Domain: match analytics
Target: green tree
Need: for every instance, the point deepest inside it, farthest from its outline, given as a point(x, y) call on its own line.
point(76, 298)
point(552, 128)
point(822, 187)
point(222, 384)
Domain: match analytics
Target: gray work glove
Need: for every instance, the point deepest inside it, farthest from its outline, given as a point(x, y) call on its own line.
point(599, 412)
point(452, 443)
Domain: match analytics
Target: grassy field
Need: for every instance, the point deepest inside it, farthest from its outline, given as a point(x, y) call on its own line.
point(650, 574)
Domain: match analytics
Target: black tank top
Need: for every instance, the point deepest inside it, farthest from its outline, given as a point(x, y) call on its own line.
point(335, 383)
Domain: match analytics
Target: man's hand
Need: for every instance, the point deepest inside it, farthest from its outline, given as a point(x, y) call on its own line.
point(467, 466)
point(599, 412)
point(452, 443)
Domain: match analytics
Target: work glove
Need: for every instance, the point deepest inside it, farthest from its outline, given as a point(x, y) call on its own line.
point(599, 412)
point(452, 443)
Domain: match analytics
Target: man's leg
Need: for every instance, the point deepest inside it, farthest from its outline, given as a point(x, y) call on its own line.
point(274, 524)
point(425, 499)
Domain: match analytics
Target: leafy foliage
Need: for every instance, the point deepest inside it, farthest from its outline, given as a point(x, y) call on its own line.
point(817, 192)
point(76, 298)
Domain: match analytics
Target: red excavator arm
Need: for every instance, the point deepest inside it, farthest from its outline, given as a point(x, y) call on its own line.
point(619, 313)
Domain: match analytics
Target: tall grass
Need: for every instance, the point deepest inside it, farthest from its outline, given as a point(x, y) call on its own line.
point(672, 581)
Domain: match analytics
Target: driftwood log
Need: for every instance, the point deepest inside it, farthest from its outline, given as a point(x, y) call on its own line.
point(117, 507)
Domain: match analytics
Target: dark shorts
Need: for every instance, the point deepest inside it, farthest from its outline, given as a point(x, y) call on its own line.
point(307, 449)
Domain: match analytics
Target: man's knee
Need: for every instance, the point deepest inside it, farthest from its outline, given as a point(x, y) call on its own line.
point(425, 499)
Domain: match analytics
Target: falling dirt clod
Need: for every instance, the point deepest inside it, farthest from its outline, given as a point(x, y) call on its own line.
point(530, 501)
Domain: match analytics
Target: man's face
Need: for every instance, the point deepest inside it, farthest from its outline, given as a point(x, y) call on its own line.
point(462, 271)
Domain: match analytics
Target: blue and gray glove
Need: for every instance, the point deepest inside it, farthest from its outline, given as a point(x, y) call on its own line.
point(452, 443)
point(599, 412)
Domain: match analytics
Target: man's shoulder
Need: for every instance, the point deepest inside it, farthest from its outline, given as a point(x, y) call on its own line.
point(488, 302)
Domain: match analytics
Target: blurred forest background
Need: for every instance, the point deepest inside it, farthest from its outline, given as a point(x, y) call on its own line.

* * *

**Required work**
Reproduce the entries above in full, verbatim.

**Finished exercise**
Domain: match analytics
Target: green tree
Need: for every instance, the point deepest inside it, farthest from its outline, given as a point(x, y) call on its own line.
point(76, 298)
point(552, 128)
point(822, 187)
point(222, 384)
Domain: match analytics
Target: gray work glove
Need: for every instance, the point deepest inside it, farthest from its outline, given as a point(x, y) call on its own line.
point(599, 412)
point(452, 443)
Domain: match analytics
Target: grassy field
Need: for every instance, the point deepest inside it, farthest from its outline, given as a point(x, y) call on its own line.
point(650, 574)
Domain: match analytics
Target: black tank top
Need: for every instance, the point deepest inside it, farthest from its outline, given as a point(x, y) call on its own line.
point(335, 383)
Domain: match analytics
Target: man's hand
Need: for every instance, the point deepest inside it, farthest from its outline, given as a point(x, y) call on its own line.
point(467, 466)
point(599, 412)
point(452, 443)
Domain: match analytics
Target: work glove
Need: for every instance, the point deepest inside it, farthest from its outline, given as a point(x, y) call on its own line.
point(599, 412)
point(452, 443)
Domain: match analytics
Target: man's leg
Need: for every instance, the point deepest inside it, farthest from its outline, given as a point(x, y) call on its own line.
point(274, 524)
point(425, 499)
Domain: match analytics
Target: leafy foliage
Need: for every instance, the point deepest inside it, farthest from its outline, given as a point(x, y) call on its own line.
point(817, 192)
point(76, 298)
Domain: match analytics
Target: red excavator arm
Need: for every instance, the point deepest inside it, farthest from its outline, given as a point(x, y) call on its own line.
point(619, 313)
Domain: match analytics
Target: tall grass
Need: for every instance, the point deepest inside it, farthest from its outline, given as a point(x, y) call on its own line.
point(672, 581)
Domain: match analytics
Target: driftwood log
Need: for every instance, the point deepest inside it, farthest from its outline, given as a point(x, y) call on its own line.
point(117, 507)
Domain: match analytics
Target: dark shorts
Need: for every instance, the point deepest inside it, farthest from its outline, given as a point(x, y) call on its own line.
point(307, 449)
Domain: match analytics
Target: man's knee
Need: for every instance, the point deepest inside it, farthest from its outline, given as a point(x, y) call on its own line.
point(425, 499)
Domain: match analytics
Target: falling dirt clod
Need: for every instance, the point deepest inside it, farthest from its outline, given as a point(x, y) call on its own line.
point(530, 501)
Domain: match analytics
Target: man's face
Need: for every instance, the point deepest inside it, farthest from its outline, given as a point(x, y) call on its own line.
point(462, 271)
Domain: match analytics
Target: blue and gray glove
Need: for every instance, the point deepest inside it, farthest from its outline, given as a point(x, y) call on its own line.
point(452, 443)
point(599, 412)
Domain: match analytics
Target: man's shoulder
Need: for every instance, the point deepest inside it, farthest from its outline, given as a point(x, y) call on its own line.
point(488, 302)
Domain: match analytics
Target: blurred forest background
Need: for every instance, the point deepest inside it, farthest from its outline, given as a point(x, y) call on its own line.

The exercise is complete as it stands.